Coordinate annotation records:
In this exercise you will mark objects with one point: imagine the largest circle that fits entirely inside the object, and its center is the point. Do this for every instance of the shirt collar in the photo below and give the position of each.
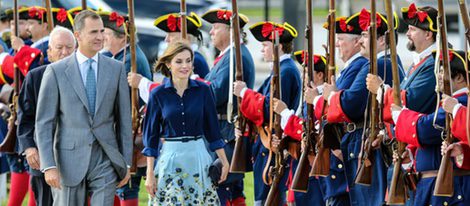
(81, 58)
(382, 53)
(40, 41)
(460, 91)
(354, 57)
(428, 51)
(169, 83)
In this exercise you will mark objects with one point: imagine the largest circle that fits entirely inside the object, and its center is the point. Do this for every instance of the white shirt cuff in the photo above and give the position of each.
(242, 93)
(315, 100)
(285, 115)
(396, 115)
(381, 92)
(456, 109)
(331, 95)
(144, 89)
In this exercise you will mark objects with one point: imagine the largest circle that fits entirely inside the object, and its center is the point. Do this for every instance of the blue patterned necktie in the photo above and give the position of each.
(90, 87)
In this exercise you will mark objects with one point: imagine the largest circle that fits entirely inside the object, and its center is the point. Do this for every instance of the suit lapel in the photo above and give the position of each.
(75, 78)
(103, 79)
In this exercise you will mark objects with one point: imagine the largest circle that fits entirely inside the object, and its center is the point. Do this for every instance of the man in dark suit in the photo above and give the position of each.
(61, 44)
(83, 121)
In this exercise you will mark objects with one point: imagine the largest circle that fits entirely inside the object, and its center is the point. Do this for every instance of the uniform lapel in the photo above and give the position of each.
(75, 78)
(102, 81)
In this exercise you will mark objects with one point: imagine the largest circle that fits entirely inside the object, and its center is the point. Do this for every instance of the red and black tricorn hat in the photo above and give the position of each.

---

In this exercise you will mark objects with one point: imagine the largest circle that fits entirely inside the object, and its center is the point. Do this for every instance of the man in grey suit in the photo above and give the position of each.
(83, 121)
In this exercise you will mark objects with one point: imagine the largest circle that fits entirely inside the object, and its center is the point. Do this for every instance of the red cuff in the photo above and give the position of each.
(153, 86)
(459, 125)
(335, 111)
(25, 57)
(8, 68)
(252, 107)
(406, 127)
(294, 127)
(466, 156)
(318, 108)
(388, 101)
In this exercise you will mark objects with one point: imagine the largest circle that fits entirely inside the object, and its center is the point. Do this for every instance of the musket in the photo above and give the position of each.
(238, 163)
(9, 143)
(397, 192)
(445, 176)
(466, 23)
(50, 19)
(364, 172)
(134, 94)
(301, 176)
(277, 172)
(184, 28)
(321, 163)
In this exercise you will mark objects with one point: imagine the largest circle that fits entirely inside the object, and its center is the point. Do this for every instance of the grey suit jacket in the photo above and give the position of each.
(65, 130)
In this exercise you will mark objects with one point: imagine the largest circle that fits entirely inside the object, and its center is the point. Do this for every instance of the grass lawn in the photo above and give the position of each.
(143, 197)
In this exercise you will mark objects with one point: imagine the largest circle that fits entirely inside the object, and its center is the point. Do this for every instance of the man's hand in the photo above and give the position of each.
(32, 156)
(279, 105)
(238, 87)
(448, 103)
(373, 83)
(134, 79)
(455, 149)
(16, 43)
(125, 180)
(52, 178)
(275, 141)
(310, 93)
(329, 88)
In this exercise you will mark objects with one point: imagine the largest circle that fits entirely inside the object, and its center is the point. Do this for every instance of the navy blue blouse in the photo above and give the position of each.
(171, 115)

__Work instructions__: Retype the stretch from the line that contains "of the uniform" through the line that contains "the red and", keeping both end lines and changing nothing.

__Problem solution__:
In this exercise you will mark objects with one point: imagine the largest circle that fits entirely inside the object, and its center is the point. Do this for every instance of the uniform lapel in the photo above and give the position of each.
(75, 78)
(102, 81)
In this exercise you will mark objects with one point: imagine the largest circle that fits entirely inside the object, and its center is the point. Do this for every instance of the red and black tricorn hat in the photo above and give the position of each.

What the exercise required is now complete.